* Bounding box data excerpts
──────────────────────────────
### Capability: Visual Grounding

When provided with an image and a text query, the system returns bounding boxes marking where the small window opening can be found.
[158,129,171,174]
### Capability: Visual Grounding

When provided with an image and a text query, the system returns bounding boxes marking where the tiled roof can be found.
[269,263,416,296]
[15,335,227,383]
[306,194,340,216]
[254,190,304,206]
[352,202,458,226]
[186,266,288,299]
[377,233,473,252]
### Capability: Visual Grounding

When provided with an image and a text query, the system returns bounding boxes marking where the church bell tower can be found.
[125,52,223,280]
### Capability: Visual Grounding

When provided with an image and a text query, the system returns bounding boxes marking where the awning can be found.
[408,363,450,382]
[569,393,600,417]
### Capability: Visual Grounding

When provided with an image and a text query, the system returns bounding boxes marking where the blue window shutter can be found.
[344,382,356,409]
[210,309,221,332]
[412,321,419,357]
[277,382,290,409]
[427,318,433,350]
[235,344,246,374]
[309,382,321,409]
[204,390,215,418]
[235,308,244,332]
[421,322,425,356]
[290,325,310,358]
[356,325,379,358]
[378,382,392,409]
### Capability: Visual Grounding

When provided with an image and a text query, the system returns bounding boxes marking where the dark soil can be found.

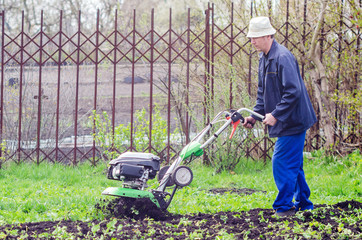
[0,189,362,239]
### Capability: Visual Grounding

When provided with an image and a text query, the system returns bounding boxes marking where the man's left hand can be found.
[263,113,278,126]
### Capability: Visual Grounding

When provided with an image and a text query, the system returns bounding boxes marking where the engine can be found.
[107,152,160,190]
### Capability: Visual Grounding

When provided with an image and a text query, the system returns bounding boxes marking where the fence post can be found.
[148,8,155,152]
[73,11,81,166]
[112,9,118,151]
[130,9,136,151]
[17,11,24,163]
[36,10,44,164]
[55,10,63,162]
[0,10,5,169]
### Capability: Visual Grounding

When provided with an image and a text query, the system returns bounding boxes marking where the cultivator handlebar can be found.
[102,108,264,210]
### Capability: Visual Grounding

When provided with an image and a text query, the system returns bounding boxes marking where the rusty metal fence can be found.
[0,0,361,165]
──────────────────────────────
Turn the listing, starting at its first line and ending at the line containing "[263,113,278,126]", into a Markdown table with the columns Row and Line, giving each line its own numbered row. Skip blank lines and leave the pictures out.

| Row | Line |
|---|---|
| 1 | ### Capability: Visual Grounding |
| 2 | When provided with an image and a text query, the system returns bounding boxes marking where the small window opening can be found. |
| 3 | [158,129,171,174] |
| 4 | ### Capability: Visual Grounding |
| 5 | When provided with an image and a text query, the system returns bounding boxes marking where the tiled roof can be found. |
| 6 | [269,263,416,296] |
| 7 | [15,335,227,383] |
| 8 | [306,194,340,216] |
| 9 | [254,190,304,206] |
| 10 | [352,202,458,226] |
| 11 | [186,266,288,299] |
| 12 | [377,233,473,252] |
| 13 | ### Capability: Visual Grounding |
| 14 | When provided with an image and a text query, the system returns bounding boxes marking where the church bell tower can be found. |
| 15 | [125,52,223,280] |
| 16 | ### Capability: Visual Grounding |
| 17 | When provided with an image and a text query, the system returns bounding boxes marking where the awning can be found. |
| 18 | [408,363,450,382] |
| 19 | [569,393,600,417] |
| 20 | ### Capability: Visual Grounding |
| 21 | When provided with an image and a text query, the system returns bounding boxes marking where the blue window shutter can be found. |
| 22 | [344,382,356,409] |
| 23 | [210,309,221,332] |
| 24 | [412,321,419,357] |
| 25 | [277,382,290,409] |
| 26 | [427,318,433,350] |
| 27 | [235,344,246,374] |
| 28 | [309,382,321,409] |
| 29 | [204,390,215,418] |
| 30 | [235,308,244,332] |
| 31 | [421,322,425,356] |
| 32 | [290,325,310,358] |
| 33 | [356,325,379,358] |
| 34 | [378,382,392,409] |
| 35 | ### Capability: Visual Grounding |
| 36 | When provided with an image and a text query, the system returns bounding boxes marking where the dark soil can be found. |
| 37 | [0,189,362,239] |
| 38 | ### Capability: Visual Grounding |
| 39 | When provided with an image and a text query, the system returns bounding boxes marking where the man's left hand can be found. |
| 40 | [263,113,278,126] |